##### RECORDS FOR THE EXERCISE
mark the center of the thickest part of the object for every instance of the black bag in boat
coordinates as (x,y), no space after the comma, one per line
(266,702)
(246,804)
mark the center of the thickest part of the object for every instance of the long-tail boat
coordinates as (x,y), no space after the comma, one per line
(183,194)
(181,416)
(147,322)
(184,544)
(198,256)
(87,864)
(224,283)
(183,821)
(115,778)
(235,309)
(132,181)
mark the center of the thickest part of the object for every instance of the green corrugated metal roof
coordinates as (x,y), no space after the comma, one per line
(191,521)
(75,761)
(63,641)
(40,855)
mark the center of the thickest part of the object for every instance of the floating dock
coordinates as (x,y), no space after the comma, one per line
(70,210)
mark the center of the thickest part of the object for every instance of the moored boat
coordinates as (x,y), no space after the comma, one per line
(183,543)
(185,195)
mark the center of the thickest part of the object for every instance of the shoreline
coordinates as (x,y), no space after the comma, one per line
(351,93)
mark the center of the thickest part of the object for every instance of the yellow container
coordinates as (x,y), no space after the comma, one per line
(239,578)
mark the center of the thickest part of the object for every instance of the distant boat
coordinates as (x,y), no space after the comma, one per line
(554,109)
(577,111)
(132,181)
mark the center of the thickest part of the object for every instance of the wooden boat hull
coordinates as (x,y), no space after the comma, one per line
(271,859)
##########
» **GIVEN INSTRUCTION**: Can you rewrite all of the entries with every "thickest part" changed to "widest part" and everything else left unchanged?

» **RESULT OF THE EXERCISE**:
mark the center of the widest part of the object for every instance of the black bag in boat
coordinates as (x,y), no space after the comma, one per line
(266,702)
(246,804)
mark the center of the widest part of the object for every instance of the long-tail boat
coordinates as (x,y), no space after the comma, one per line
(183,194)
(181,416)
(147,322)
(184,544)
(198,256)
(87,864)
(224,283)
(183,821)
(115,778)
(235,309)
(132,181)
mark the center of the widest part of the object for every instance of the green corrugated metal roof
coordinates as (x,y), no space after the comma, one per line
(191,521)
(75,761)
(63,641)
(40,855)
mark the center of the widest part of the object for every instance of the floating dock
coordinates as (x,y), no space after the comma, one per line
(70,210)
mark the center of the widest part of the object for every instance of the moored boat
coordinates as (x,y), no space after the comma, one per line
(183,543)
(185,195)
mark the center of the widest part of the object for every instance of the shoreline
coordinates as (x,y), no space after the comma, one per line
(351,93)
mark the center of the widest part of the object for every instance of the yellow container
coordinates as (x,y), no space after the comma, one per line
(239,578)
mark the center of the widest part of the object for every instance of the distant boat
coordinates as (x,y), no space after the comma, one per line
(554,109)
(577,111)
(132,181)
mark the center of the widest part of the object for every instance of the wooden boat hull
coordinates as (x,y), no space after the comma, one per line
(271,859)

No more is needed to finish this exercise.